═════ EXTRAIT DU TEXTE
Gambetta2

Le programme de Belleville





Pendant longtemps, on a défini les républicains comme "ceux qui reconnaissent sans conditions la République telle que l'a définie Gambetta dans son programme de Belleville " (R. Soltau, La politique et les partis en France 1871-1921. Londres 1921 p 68)

Texte du programme de Belleville


          " Au nom du suffrage universel, base de toute organisation politique et sociale, donnons mandat à notre député d'affirmer les principes de la démocratie radicale et de revendiquer énergiquement :

       l'application la plus radicale du suffrage universel, tant pour l'élection des maires et conseillers municipaux, sans distinction de localité, que pour l'élection des députés ;

           la répartition des circonscriptions effectuée sur le nombre réel des électeurs de droit, et non sur le nombre des électeurs inscrits ;

         la liberté individuelle désormais placée sous l'égide des lois, et non soumise au bon plaisir et à l'arbitraire administratifs ;

            l'abrogation de la loi de sûreté générale ;

        la suppression de l'article 75 de la Constitution de l'an VIII et la responsabilité directe de tous les fonctionnaires ;

            les délits politiques de tout ordre déférés au jury ;

            la liberté de la presse dans toute sa plénitude, débarrassée du timbre et du cautionnement ;

            la suppression des brevets d'imprimerie et de librairie ;

          la liberté de réunion sans entraves et sans pièges, avec la faculté de discuter toute matière religieuse, philosophique, politique et sociale ;

          l'abrogation de l'article 291 du code pénal ;

          la liberté d'association pleine et entière ;

          la suppression du budget des cultes et la séparation des églises et de l'Etat ;

       l'instruction primaire laïque, gratuite et obligatoire, avec concours entre les intelligence d'élites pour l'admission aux cours supérieurs, également gratuits ;

          la suppression des octrois, la suppression des gros traitements et des cumuls, et la modification de notre système d'impôts ;

          la nomination de tous les fonctionnaires publics par l'élection ;

          la suppression des armées permanentes, cause de ruine pour les finances et les affaires de la nation, source de haine entre les peuples et de défiance à l'intérieur ;

          l'abolition des privilèges et monopoles, que nous définissons par ces mots " prime à l'oisiveté " ;

          les réformes économiques, qui touchent au problème social, dont la solution, quoique subordonnée à la transformation politique, doit être constamment étudiée et recherchée au nom du principe de justice et d'égalité sociale. Ce principe généralisé et appliqué peut seul, en effet, faire disparaître l'antagonisme social et réaliser complètement notre formule : " liberté, égalité, fraternité ".
══════════
═════ DONNÉES FOURNIES
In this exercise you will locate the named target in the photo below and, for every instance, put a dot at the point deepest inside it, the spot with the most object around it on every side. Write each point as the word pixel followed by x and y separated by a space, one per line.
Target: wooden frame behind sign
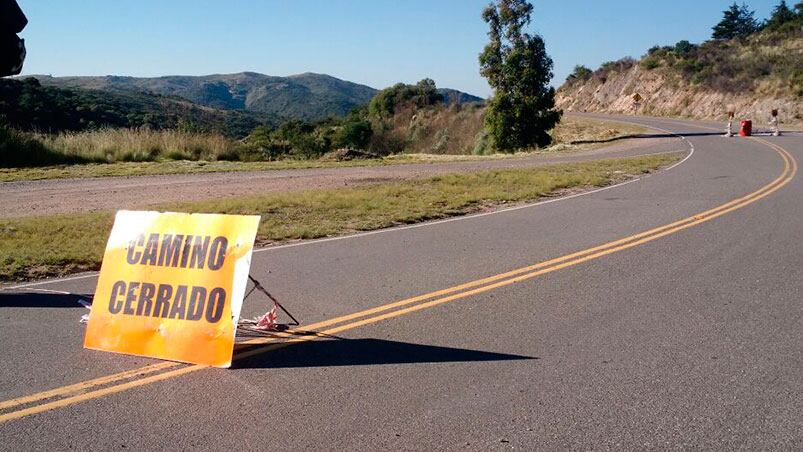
pixel 171 286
══════════
## TRAVAIL À FAIRE
A. Reprends le texte sur le programme de Belleville en partant de « Le programme de » et en allant jusqu'à « Londres 1921 p 68) », et substitue « radicaux » à « républicains ».
B. Indique si chacune des affirmations suivantes concorde avec le texte sur le programme de Belleville. Réponds par oui ou par non et cite les mots du texte qui permettent de trancher. (i) Le programme réclame le suffrage universel pour l'élection des maires. (ii) Le programme prévoit une instruction primaire payante. (iii) Le programme demande le maintien des armées permanentes.
Les données forment un matériau distinct du texte sur le programme de Belleville.

## CORRIGÉ DES EXERCICES
A.
Le programme de Belleville





Pendant longtemps, on a défini les radicaux comme "ceux qui reconnaissent sans conditions la République telle que l'a définie Gambetta dans son programme de Belleville " (R. Soltau, La politique et les partis en France 1871-1921. Londres 1921 p 68)

B.
(i) Oui : « l'application la plus radicale du suffrage universel, tant pour l'élection des maires et conseillers municipaux ».
(ii) Non : « l'instruction primaire laïque, gratuite et obligatoire ».
(iii) Non : « la suppression des armées permanentes ».